Instruction »
Rescale the following lines and reproduce all of them, requests included. Multiply every bounding-box coordinate in the answers by 0.2 and round to whole numbers, with halves rounded up. Leave the numbers in the requests and their output-format strings unchanged.

BEGIN

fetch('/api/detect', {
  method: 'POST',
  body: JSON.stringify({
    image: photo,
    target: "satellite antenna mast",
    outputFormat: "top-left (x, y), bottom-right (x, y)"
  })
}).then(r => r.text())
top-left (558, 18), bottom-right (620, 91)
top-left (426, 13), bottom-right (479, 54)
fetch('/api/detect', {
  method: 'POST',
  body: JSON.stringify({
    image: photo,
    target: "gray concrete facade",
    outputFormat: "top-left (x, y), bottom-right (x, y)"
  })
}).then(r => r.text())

END

Full solution »
fetch('/api/detect', {
  method: 'POST',
  body: JSON.stringify({
    image: photo,
    target: "satellite antenna mast",
    outputFormat: "top-left (x, y), bottom-right (x, y)"
  })
}).then(r => r.text())
top-left (112, 4), bottom-right (124, 18)
top-left (85, 3), bottom-right (96, 11)
fetch('/api/detect', {
  method: 'POST',
  body: JSON.stringify({
    image: photo,
    target: "gray concrete facade",
    outputFormat: "top-left (x, y), bottom-right (x, y)"
  })
}).then(r => r.text())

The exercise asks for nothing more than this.